## DATASET RECORDS
......
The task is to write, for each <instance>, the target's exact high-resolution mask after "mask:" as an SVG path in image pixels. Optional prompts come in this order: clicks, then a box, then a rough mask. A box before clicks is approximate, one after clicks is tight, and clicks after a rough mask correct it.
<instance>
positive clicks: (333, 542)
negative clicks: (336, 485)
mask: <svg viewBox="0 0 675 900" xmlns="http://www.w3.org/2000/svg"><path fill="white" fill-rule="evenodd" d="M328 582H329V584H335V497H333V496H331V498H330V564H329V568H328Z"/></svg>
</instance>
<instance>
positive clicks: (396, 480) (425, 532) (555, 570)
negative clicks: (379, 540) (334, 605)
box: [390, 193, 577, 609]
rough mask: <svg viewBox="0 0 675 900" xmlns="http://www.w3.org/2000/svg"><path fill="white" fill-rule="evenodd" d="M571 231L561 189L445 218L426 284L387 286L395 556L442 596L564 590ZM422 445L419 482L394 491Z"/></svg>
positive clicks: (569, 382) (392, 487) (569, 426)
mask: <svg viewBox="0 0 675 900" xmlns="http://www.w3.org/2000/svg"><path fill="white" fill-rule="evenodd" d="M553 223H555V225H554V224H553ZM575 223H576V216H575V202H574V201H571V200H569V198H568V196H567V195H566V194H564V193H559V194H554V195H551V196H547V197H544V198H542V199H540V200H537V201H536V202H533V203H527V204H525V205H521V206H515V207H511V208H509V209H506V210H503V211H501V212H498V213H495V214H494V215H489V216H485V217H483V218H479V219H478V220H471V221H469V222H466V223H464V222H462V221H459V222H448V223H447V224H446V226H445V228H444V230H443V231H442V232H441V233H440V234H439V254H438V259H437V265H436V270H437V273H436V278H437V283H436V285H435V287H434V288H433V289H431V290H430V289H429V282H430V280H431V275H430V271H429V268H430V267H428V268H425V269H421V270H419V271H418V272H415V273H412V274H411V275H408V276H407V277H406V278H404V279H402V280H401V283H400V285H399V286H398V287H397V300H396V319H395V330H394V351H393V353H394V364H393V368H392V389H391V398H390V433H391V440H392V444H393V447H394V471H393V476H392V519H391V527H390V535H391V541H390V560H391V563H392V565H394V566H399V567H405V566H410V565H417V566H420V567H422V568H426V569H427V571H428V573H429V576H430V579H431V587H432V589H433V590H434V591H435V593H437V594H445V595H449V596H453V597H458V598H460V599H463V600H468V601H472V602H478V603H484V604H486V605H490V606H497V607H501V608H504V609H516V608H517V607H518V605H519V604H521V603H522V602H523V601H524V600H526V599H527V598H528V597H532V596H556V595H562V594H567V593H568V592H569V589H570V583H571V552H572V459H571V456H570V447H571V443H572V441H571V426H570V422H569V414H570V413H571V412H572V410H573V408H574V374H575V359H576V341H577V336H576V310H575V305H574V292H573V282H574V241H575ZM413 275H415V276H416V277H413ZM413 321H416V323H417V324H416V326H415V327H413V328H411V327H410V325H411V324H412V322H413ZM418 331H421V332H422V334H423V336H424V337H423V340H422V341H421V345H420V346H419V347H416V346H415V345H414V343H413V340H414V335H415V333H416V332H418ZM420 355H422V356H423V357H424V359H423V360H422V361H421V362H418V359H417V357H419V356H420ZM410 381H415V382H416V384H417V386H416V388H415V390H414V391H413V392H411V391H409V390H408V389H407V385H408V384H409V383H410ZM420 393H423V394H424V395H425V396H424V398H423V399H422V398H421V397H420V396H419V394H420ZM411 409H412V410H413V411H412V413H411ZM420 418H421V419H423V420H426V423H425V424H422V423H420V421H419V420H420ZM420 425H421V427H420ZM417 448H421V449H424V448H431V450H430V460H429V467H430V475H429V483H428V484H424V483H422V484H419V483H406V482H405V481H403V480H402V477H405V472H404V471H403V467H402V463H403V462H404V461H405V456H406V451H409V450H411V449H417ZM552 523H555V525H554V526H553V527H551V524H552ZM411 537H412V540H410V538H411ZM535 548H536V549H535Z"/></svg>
......
Which lines of the data above contain the string "instance"? Copy each of them.

## WRITTEN SOLUTION
The task is to write, for each <instance>, the target's exact high-resolution mask after "mask:" as an SVG path in image pixels. Optional prompts come in this order: clicks, then a box, then a rough mask. A box before clicks is approximate, one after clicks is tight, and clicks after a rough mask correct it.
<instance>
</instance>
<instance>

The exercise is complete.